▶ **Given task**:
State how many lines in the rows below contain the string "logo", treating uppercase and lowercase as different. Reply with the number alone.

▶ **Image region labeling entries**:

|---|

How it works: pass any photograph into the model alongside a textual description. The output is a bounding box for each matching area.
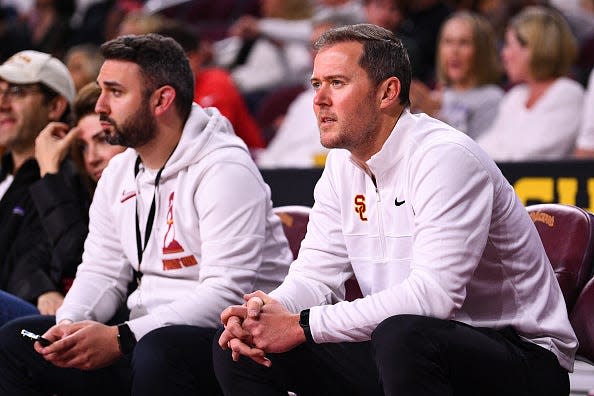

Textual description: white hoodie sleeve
[56,173,132,323]
[128,161,269,338]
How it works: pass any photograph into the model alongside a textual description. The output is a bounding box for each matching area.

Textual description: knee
[371,314,448,359]
[132,328,175,368]
[371,315,429,343]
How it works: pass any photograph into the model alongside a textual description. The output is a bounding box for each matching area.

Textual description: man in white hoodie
[213,25,577,396]
[0,34,291,395]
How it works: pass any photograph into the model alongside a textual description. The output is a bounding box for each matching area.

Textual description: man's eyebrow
[97,81,122,88]
[310,74,348,81]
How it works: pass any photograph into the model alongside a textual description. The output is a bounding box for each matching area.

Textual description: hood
[161,104,250,180]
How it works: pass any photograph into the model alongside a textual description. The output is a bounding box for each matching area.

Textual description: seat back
[569,279,594,362]
[526,203,594,312]
[272,205,311,259]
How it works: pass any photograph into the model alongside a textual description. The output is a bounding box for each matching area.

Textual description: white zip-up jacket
[57,105,292,339]
[271,110,577,370]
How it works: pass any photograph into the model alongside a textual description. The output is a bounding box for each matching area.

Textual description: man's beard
[99,106,157,148]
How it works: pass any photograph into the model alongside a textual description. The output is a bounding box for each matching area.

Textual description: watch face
[118,323,136,355]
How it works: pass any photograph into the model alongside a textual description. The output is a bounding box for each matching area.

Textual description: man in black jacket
[0,51,87,323]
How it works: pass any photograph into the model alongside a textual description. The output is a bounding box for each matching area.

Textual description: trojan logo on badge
[355,194,367,221]
[163,192,198,271]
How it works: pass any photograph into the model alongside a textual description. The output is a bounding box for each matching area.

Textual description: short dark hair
[37,82,72,123]
[101,33,194,121]
[314,23,412,106]
[72,82,101,125]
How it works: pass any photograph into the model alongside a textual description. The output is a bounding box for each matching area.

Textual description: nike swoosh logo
[120,191,136,203]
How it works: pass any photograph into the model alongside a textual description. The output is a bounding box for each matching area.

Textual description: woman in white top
[573,69,594,159]
[478,7,584,161]
[410,11,503,139]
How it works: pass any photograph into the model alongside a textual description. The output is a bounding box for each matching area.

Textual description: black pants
[213,315,569,396]
[0,316,221,396]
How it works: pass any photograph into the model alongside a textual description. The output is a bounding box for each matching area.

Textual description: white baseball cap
[0,50,76,104]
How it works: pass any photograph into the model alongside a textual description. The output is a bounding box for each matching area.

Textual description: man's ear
[153,85,175,116]
[379,77,400,109]
[47,95,68,121]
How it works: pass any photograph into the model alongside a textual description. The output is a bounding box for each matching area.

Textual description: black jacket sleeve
[29,160,90,287]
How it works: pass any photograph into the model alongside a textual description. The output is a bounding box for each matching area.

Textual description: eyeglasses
[0,85,41,100]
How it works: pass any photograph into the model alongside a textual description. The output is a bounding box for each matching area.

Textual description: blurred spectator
[213,0,311,112]
[27,0,75,59]
[0,7,31,63]
[239,0,365,44]
[363,0,419,84]
[70,0,116,45]
[71,81,125,188]
[396,0,453,83]
[117,10,165,36]
[64,44,103,91]
[574,69,594,159]
[0,51,87,319]
[256,15,348,168]
[478,6,584,161]
[158,24,265,150]
[410,11,503,139]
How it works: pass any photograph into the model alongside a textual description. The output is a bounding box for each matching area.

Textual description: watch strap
[299,309,314,343]
[118,323,136,355]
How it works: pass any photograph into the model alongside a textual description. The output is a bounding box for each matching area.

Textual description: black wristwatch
[299,309,314,343]
[118,323,136,355]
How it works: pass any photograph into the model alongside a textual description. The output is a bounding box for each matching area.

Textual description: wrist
[299,309,314,344]
[117,323,136,355]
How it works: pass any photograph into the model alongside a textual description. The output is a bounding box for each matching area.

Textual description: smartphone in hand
[21,329,52,347]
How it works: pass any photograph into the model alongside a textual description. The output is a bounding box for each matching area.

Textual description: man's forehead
[314,42,362,74]
[97,59,141,84]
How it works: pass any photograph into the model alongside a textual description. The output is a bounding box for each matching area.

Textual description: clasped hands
[219,290,305,367]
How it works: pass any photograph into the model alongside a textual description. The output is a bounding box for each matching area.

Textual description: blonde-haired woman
[410,11,503,139]
[478,6,584,161]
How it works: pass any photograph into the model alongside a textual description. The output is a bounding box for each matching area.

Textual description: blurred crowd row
[0,0,594,168]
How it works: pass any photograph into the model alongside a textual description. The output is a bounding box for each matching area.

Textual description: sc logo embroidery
[355,194,367,221]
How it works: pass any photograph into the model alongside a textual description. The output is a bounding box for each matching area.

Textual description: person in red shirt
[158,25,266,150]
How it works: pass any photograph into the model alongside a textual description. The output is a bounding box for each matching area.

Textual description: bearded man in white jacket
[213,25,577,396]
[0,34,292,395]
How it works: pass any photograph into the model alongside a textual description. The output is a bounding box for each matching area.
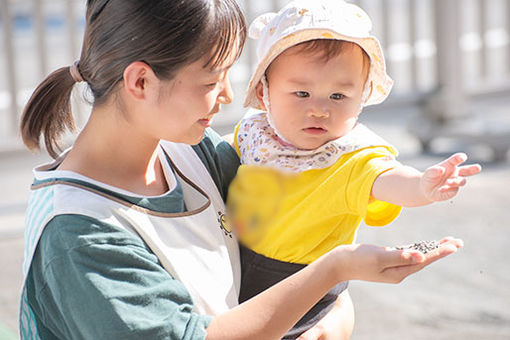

|---|

▶ **Written answer**:
3